__Directives__
• a. According to the conjugate gradient excerpt, what is the only difference between most conjugate gradient methods?
• b. Translate this sentence from the conjugate gradient excerpt into Spanish: "The only difference between most conjugate gradient methods is how $\beta_t$ is calculated."
• c. Summarize the conjugate gradient excerpt in two sentences.

In [1]:

Copied!





import numpy as np
import matplotlib.pyplot as plt
import torch
torch.manual_seed(0)
from torch import nn
import torch.nn.functional as F
import torchzero as tz
from visualbench import FunctionDescent, test_functions
import numpy as np
import matplotlib.pyplot as plt
import torch
torch.manual_seed(0)
from torch import nn
import torch.nn.functional as F
import torchzero as tz
from visualbench import FunctionDescent, test_functions

5. Conjugate gradient¶

Nonlinear conjugate gradient (NCG) methods are methods of the following form: $$ s_t \leftarrow \nabla f(x_t) + \beta_t s_{t-1} $$ $$ x_{t+1} \leftarrow x_t - \eta s_t $$ So a conjugate gradient direction is gradient plus previous direction times $\beta_t$. The only difference between most conjugate gradient methods is how $\beta_t$ is calculated. For example Fletcher–Reeves formula is the following: $$ \beta_t^\text{FR}=\frac{g_t^T g_t}{g_{t-1}^T g_{t-1}} $$ Here $g_t$ is gradient: $\nabla f(x_t)$. I will write it as $g_t$ to make it more readable.

__Data section__

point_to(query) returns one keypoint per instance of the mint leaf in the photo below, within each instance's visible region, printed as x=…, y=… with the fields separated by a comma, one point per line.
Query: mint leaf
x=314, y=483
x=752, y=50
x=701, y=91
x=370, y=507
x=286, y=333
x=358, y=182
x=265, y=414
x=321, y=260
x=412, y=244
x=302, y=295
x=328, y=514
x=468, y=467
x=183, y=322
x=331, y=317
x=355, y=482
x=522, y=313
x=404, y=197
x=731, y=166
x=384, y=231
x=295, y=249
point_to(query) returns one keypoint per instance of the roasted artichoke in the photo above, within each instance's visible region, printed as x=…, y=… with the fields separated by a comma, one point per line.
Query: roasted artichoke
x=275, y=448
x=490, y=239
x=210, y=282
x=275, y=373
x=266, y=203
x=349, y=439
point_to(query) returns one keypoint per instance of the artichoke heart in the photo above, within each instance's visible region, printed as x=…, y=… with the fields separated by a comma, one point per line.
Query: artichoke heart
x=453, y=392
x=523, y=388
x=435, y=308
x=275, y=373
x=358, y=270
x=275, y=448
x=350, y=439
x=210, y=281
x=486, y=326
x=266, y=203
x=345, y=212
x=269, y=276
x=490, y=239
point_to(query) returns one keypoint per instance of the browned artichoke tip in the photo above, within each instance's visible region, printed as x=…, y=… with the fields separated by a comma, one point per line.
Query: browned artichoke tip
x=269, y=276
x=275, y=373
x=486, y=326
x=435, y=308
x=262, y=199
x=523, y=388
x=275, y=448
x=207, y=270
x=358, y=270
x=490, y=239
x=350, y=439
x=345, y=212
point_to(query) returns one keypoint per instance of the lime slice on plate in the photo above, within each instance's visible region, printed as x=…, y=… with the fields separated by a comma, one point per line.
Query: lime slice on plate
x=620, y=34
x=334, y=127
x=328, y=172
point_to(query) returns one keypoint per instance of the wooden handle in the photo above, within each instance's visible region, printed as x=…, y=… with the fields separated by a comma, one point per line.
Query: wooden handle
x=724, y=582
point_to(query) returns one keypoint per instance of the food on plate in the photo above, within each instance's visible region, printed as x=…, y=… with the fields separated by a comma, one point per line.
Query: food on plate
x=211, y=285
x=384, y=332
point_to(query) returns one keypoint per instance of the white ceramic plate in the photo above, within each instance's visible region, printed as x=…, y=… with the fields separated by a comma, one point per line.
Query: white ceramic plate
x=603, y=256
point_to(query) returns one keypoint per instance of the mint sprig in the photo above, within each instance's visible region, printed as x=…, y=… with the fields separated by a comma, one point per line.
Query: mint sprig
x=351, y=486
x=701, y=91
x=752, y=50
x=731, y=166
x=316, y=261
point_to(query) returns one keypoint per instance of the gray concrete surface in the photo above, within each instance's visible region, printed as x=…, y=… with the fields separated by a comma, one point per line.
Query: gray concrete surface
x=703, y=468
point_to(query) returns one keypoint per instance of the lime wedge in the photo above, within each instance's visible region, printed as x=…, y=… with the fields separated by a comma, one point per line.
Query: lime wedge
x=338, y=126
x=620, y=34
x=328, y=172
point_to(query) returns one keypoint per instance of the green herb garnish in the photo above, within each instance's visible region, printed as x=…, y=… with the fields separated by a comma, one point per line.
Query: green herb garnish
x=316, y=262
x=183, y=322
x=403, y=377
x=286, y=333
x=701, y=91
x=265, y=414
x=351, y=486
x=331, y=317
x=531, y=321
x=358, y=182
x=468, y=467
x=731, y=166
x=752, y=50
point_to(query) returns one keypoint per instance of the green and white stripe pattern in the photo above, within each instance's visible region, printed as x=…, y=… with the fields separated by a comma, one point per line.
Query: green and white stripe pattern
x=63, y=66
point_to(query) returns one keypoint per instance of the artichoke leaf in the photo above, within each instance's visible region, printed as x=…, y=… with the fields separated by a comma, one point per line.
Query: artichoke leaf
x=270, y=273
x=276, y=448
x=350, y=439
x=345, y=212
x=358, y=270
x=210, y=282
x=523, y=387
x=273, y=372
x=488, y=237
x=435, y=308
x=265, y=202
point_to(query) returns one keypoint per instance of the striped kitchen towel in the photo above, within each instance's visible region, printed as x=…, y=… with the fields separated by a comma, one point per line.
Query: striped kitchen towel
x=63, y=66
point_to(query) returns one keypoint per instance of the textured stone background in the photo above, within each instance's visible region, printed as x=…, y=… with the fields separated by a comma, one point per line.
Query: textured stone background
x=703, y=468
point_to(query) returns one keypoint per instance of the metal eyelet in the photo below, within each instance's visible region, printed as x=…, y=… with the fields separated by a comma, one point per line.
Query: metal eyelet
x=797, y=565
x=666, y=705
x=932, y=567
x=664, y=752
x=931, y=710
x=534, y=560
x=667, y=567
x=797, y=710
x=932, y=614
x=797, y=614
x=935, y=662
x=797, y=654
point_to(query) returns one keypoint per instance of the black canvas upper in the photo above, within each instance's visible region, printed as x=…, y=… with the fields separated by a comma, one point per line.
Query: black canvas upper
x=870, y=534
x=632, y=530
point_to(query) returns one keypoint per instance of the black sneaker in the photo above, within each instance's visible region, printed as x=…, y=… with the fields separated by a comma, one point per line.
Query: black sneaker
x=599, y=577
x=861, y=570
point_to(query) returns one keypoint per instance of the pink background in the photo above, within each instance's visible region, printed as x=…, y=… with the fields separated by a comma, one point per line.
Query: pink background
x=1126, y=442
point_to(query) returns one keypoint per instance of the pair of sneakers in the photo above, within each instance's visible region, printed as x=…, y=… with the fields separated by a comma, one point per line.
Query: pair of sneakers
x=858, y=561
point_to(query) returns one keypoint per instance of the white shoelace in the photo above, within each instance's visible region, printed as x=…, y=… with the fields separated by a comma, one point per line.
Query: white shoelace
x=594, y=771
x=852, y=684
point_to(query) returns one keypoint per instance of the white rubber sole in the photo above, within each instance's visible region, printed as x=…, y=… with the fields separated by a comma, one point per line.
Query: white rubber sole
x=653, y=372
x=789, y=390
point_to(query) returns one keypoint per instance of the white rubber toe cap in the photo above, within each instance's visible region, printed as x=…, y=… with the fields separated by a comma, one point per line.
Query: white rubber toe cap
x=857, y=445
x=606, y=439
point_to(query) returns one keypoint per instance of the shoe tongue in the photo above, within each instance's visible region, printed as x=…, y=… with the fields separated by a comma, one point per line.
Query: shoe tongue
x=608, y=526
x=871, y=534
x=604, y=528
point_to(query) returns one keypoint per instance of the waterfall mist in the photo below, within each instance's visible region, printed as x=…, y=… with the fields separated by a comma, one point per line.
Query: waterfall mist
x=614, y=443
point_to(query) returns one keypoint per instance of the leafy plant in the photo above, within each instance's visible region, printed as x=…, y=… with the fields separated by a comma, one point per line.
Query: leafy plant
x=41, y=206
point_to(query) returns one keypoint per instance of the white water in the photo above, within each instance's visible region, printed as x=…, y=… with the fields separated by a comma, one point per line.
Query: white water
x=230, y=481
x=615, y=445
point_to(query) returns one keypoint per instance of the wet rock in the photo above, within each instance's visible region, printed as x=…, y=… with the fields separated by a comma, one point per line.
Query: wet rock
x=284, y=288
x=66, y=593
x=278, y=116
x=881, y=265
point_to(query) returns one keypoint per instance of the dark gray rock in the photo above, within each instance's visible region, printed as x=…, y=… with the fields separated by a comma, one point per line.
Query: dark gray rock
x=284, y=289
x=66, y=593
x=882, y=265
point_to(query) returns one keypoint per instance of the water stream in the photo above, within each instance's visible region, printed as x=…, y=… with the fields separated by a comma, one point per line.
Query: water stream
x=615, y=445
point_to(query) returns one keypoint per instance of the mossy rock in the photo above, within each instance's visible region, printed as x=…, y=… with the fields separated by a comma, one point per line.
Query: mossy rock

__Answers per task__
• a. How β_t is calculated.

• b. La única diferencia entre la mayoría de los métodos de gradiente conjugado es cómo se calcula $\beta_t$.

• c. Nonlinear conjugate gradient methods form a direction from the gradient plus the previous direction times β_t, then update x by subtracting η times that direction. Most of these methods differ only in how β_t is calculated; the Fletcher–Reeves formula, for example, takes the ratio of g_t^T g_t to g_{t-1}^T g_{t-1}, where g_t is the gradient at x_t.